Saved data entries
^^^^
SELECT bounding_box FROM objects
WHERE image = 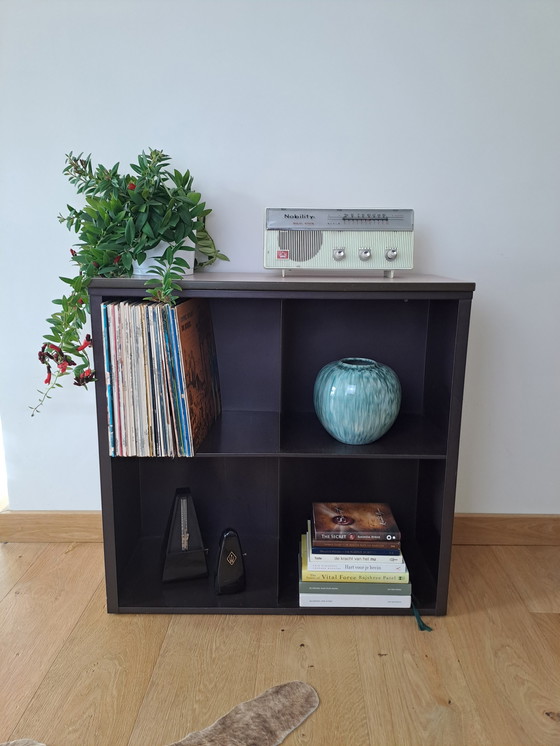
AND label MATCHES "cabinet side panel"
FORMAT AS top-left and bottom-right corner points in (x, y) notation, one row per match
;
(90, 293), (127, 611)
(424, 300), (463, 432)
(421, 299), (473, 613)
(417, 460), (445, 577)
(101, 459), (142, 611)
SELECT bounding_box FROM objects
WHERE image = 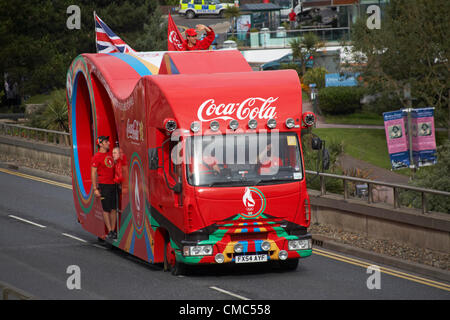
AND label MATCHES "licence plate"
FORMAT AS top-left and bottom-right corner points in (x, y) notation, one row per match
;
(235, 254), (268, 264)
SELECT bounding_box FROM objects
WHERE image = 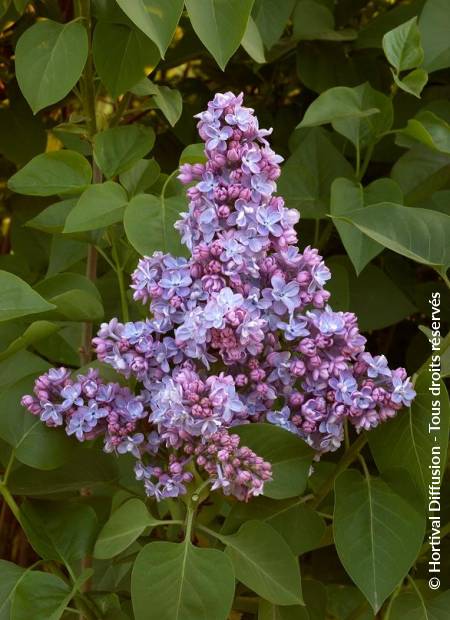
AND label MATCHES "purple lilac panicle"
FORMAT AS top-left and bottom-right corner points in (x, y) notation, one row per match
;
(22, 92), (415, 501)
^^^^
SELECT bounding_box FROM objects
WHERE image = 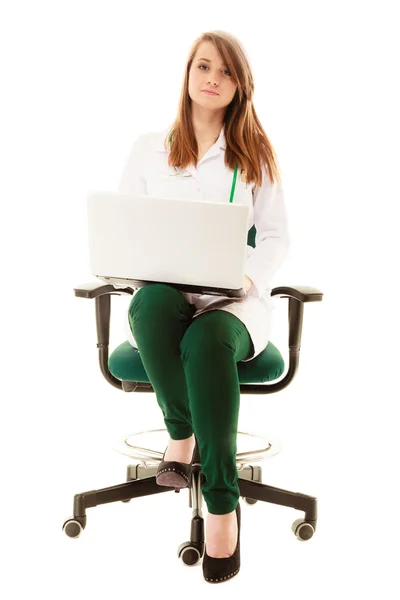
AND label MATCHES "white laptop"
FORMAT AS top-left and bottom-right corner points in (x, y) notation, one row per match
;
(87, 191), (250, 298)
^^^^
▶ _Exercise objective_: Look through the entries above for the word "MATCHES". Copy every line where it shows up.

▶ _Output_:
AND label MATCHES "cabinet side panel"
AND label MATCHES "licence plate"
AND label MATCHES "purple lilac panicle"
AND label MATCHES "white laptop"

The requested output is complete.